* START *

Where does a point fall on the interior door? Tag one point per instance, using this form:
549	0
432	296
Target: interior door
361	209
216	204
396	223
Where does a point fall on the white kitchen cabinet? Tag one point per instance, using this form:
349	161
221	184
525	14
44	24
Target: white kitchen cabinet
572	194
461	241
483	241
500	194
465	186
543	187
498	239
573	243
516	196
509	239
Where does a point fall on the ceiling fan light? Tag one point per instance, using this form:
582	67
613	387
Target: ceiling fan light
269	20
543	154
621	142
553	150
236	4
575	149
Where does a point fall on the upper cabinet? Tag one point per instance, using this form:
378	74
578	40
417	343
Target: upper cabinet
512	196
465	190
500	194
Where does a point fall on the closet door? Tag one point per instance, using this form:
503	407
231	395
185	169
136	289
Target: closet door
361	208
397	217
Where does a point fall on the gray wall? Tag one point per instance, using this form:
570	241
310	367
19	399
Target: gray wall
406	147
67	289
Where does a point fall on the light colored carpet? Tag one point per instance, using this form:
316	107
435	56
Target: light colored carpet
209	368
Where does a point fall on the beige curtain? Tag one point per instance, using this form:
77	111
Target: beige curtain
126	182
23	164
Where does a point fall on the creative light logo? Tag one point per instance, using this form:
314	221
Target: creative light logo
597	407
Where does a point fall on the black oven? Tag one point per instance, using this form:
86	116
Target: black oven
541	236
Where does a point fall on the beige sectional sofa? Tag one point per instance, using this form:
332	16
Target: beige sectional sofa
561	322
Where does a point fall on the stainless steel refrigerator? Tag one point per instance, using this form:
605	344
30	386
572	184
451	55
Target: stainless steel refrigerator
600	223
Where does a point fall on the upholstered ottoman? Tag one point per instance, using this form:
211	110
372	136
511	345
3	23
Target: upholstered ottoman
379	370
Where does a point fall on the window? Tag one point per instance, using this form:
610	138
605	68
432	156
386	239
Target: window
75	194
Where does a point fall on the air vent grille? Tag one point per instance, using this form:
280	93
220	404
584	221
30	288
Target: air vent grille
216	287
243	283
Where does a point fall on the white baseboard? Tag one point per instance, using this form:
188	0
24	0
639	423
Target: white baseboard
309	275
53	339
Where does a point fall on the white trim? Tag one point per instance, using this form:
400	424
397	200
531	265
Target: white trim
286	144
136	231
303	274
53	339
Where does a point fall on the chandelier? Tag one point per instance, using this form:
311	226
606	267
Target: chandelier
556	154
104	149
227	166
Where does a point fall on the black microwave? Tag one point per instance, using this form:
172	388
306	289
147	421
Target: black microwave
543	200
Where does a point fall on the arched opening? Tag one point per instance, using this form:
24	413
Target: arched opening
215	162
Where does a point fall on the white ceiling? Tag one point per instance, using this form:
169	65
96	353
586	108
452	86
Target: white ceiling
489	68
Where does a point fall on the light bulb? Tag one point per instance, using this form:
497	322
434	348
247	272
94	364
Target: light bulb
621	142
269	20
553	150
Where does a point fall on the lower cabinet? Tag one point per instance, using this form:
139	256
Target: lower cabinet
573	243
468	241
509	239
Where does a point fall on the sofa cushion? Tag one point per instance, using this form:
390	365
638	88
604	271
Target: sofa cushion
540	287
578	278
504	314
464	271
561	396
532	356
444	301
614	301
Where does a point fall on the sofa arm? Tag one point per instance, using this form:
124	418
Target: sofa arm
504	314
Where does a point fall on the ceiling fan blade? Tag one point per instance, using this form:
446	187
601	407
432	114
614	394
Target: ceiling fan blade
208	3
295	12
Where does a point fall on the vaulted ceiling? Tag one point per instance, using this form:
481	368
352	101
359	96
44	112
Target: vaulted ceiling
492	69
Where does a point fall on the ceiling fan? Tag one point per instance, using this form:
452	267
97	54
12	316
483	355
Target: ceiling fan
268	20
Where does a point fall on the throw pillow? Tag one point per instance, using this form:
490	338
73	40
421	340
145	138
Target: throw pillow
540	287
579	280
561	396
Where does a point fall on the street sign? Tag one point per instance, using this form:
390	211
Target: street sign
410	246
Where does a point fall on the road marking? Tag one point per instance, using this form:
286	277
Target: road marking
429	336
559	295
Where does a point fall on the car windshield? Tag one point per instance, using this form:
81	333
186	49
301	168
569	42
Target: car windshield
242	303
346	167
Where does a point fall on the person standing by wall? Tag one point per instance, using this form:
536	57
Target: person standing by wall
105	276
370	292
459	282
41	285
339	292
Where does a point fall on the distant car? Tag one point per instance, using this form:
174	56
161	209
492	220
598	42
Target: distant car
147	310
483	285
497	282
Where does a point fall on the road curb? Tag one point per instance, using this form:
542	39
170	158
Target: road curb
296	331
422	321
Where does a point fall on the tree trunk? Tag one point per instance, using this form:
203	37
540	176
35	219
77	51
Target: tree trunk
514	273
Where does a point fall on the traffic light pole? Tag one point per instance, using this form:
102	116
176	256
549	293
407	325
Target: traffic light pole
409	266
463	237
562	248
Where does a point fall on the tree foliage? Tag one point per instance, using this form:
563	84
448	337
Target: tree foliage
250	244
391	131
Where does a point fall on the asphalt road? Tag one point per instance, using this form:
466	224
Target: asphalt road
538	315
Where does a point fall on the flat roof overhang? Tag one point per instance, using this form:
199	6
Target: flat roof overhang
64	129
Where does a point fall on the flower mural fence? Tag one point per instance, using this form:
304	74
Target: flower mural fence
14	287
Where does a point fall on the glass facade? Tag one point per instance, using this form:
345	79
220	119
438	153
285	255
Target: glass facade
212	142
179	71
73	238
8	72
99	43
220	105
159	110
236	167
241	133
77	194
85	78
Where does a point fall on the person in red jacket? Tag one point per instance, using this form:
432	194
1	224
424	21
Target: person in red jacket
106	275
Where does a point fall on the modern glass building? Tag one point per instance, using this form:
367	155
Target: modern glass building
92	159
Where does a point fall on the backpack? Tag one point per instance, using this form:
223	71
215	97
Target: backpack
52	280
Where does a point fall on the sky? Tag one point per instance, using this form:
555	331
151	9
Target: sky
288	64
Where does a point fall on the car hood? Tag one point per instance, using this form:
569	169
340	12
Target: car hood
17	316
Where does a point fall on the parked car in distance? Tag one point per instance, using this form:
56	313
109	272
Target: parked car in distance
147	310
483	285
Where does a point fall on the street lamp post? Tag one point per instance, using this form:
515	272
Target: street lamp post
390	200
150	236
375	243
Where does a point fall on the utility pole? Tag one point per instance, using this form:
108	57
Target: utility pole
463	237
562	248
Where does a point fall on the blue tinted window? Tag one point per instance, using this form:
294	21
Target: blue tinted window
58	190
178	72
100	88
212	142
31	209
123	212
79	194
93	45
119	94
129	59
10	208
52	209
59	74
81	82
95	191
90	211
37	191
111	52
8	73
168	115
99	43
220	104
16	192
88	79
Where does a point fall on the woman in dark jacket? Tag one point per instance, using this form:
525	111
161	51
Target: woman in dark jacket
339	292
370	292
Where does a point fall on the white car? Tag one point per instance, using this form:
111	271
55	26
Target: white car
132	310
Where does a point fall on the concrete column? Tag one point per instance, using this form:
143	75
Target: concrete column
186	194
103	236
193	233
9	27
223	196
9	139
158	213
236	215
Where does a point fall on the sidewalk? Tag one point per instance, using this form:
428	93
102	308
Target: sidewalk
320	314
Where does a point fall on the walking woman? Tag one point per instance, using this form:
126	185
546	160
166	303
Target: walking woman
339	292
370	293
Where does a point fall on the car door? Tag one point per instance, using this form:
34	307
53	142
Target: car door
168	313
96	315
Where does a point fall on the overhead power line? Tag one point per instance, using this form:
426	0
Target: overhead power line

* END *

The task =
Repeat the whole listing above word for word, keeping every line in its original order.

Task result =
Where does a point fall on the interior door? Tag one point per instance, using this form:
549	0
432	296
Target: interior door
361	209
216	204
396	223
Where does a point fall on the white kitchen cabinet? Tag one point per instance, using this form:
349	161
221	184
525	14
44	24
Target: white kitchen cabinet
572	194
461	241
483	241
500	194
465	186
543	187
498	239
573	243
516	196
509	239
Where does a point fall on the ceiling fan light? Tag one point per instance, using this form:
582	67
613	387
Target: ceiling fan light
269	20
543	154
621	142
553	150
236	4
575	149
Where does a point fall on the upper cabinet? Tag one point per instance, using this form:
378	74
578	40
417	343
Target: upper cabinet
512	196
465	190
500	194
Where does a point fall on the closet door? Tag one point per instance, using this form:
503	407
231	395
185	169
136	289
Target: closet door
361	208
397	217
Where does a point fall on the gray wall? Tag one point per instance, using this form:
570	241
310	367
19	399
Target: gray wall
406	147
67	289
Where does a point fall on the light colored carpet? Tag one point per instance, using this form:
316	107
435	56
Target: light colored carpet
209	368
Where does a point fall on the beige curtain? Tag one point per instance, using this form:
77	111
Target: beige curtain
126	182
23	164
Where does a point fall on the creative light logo? Tag one point per instance, using this form:
314	221
Target: creative light logo
597	407
Where does a point fall on the black oven? Tag one point per instance, using this form:
86	116
Target: black oven
541	236
Where does a point fall on the beige sectional sofa? Tag one point per instance, using this form:
332	16
Target: beige sectional sofa
561	322
Where does a point fall on the stainless steel refrigerator? Tag one point per instance, using this form:
605	344
30	386
572	184
451	55
Target: stainless steel refrigerator
600	223
Where does a point fall on the upholstered ottoman? Tag one point per instance, using this form:
211	110
372	136
511	345
3	23
Target: upholstered ottoman
379	370
Where does a point fall on the window? Tag one point per instance, using this form:
610	138
605	68
432	156
386	239
Target: window
75	194
Where does a point fall on the air vent grille? Tag one point per instance, using this form:
280	93
220	404
584	221
30	288
Target: air vent grille
216	287
243	283
Where does a point fall on the white baseboard? Tag one point per instance, using this form:
188	0
24	0
639	423
Target: white baseboard
309	275
53	339
Where does a point fall on the white trim? Tag one point per instance, using this form:
400	424
397	200
531	265
Target: white trim
286	144
136	231
303	274
53	339
Where does a point fall on the chandelier? Tag one point per instance, using this form:
311	226
606	267
Target: chandelier
556	154
104	149
227	166
Where does a point fall on the black microwave? Tag one point per instance, using this form:
172	388
306	289
147	421
Target: black microwave
543	200
Where does a point fall on the arched opening? Tag one point per instance, using this form:
24	413
Target: arched opening
215	162
Where does a point fall on the white ceiling? Tag one point per instance, using this form:
169	65
96	353
586	108
452	86
Target: white ceiling
489	68
Where does a point fall on the light bulb? Tag one point per instance, using this form:
497	322
434	348
247	272
94	364
Target: light bulb
621	142
269	20
553	150
Where does a point fall on the lower cabinet? Tag one point per instance, using this form:
139	256
Target: lower cabinet
573	243
468	241
509	239
Where does a point fall on the sofa cushion? Tag one point per instance, using this form:
390	365
638	88
604	271
Target: sofa cushion
540	287
578	278
504	314
464	271
561	396
532	356
444	301
614	301
Where does a point fall on the sofa arm? Tag one point per instance, using this form:
124	418
Target: sofa arm
504	314
Where does a point fall on the ceiling fan blade? Tag one point per instance, using this form:
446	187
601	407
432	114
614	394
Target: ceiling fan blade
208	3
295	12
Where does a point fall on the vaulted ceiling? Tag one point per instance, using this form:
481	368
352	101
359	96
44	112
Target: vaulted ceiling
492	69
Where does a point fall on the ceiling fan? Tag one point per instance, using this form:
452	267
97	54
12	316
483	355
Target: ceiling fan
268	20
Where does a point fall on the throw pillow? Tag one point per instance, using this form:
490	338
73	40
421	340
145	138
Target: throw pillow
540	287
579	280
561	396
Where does a point fall on the street sign? Tag one point per instance, using this form:
390	211
Target: street sign
410	246
Where does a point fall on the road marking? Tag one point per instance, using this form:
286	277
Target: road marking
429	336
559	295
Where does a point fall on the car windshield? Tag one point per instance, using this form:
81	333
186	49
301	168
569	42
Target: car windshield
242	303
346	167
Where does a point fall on the person standing by wall? Tag one point per instance, using this form:
536	57
Target: person standing by wall
105	276
370	292
459	282
41	285
339	292
Where does a point fall on the distant car? Tag one point per instance, using this form:
174	56
161	209
492	220
598	42
Target: distant car
147	310
483	285
497	282
Where does a point fall on the road curb? Tag one point per instance, using this form:
542	39
170	158
Target: road curb
296	331
422	321
Where does a point fall on the tree trunk? Tag one point per instance, using this form:
203	37
540	176
35	219
77	51
Target: tree trunk
514	273
Where does a point fall on the traffic light pole? Tag one point per instance, using this form:
102	116
176	256
549	293
407	325
Target: traffic light pole
409	266
463	237
562	248
Where does a point fall on the tree foliage? Tag one point per instance, using this form:
563	84
448	337
Target: tree foliage
250	244
391	131
Where does a point fall on the asphalt road? Tag one point per instance, using this form:
466	224
Target: asphalt road
538	315
Where does a point fall on the flat roof overhang? Tag one point per instance, using this form:
199	6
Target: flat roof overhang
64	129
Where does a point fall on the flower mural fence? Tag one point per instance, using this form:
304	74
Target: flower mural fence
14	287
Where does a point fall on the glass facade? Tag one point per instance, using this form:
345	79
220	119
438	153
285	255
Target: glass facade
212	142
179	71
73	238
8	72
99	43
220	105
159	110
236	167
241	133
77	194
85	78
Where does a point fall on the person in red jacket? Tag one point per instance, using this form:
432	194
1	224
424	21
Target: person in red jacket
106	275
Where does a point fall on the modern glass building? Tag one point per instance, using this form:
367	155
Target: modern glass building
92	159
Where does a point fall on the backpack? Tag one point per instance, using this form:
223	71
215	97
Target: backpack
52	280
Where does a point fall on the sky? Tag one point per instance, using this form:
555	331
151	9
Target: sky
288	64
Where does a point fall on the car hood? Tag one point per instance, using this form:
569	169
340	12
Target: car hood
17	316
Where does a point fall on the parked car in distance? Tag one point per instance, using this form:
56	313
109	272
Target: parked car in distance
147	310
483	285
Where does a point fall on the street lamp post? Tag one point per instance, using this form:
515	272
Target: street lamp post
390	200
150	236
375	243
Where does a point fall on the utility pole? Tag one point per instance, using this form:
108	57
Target: utility pole
463	237
562	248
Where does a point fall on the blue tinted window? Tag one point per instance, using this form:
294	21
Target: blue tinted window
58	190
178	72
100	88
212	142
31	209
123	212
79	194
93	45
119	94
129	59
10	208
52	209
59	74
81	82
95	191
90	211
37	191
111	52
8	73
168	115
99	43
220	104
16	192
88	79
Where does a point fall on the woman in dark jacket? Tag one point per instance, using this form:
525	111
161	51
Target: woman in dark jacket
339	292
370	292
Where does a point fall on the white car? Tag one point per instance, using this form:
111	271
55	26
Target: white car
132	310
Where does a point fall on the concrete column? Tag one point per instance, using this form:
143	75
Target: concrete column
186	194
103	236
193	233
9	27
223	196
9	139
158	213
236	215
Where does a point fall on the sidewalk? Tag one point per instance, using this form:
428	93
102	308
Target: sidewalk
320	314
Where does a point fall on the walking woman? Tag one point per instance, using this form:
126	185
546	160
166	303
Target: walking woman
339	292
370	293
Where does a point fall on the car door? Tag one point per instance, using this form:
34	307
53	142
Target: car door
168	313
96	315
Where does a point fall on the overhead power line? Tag one point per instance, using this form:
426	0
Target: overhead power line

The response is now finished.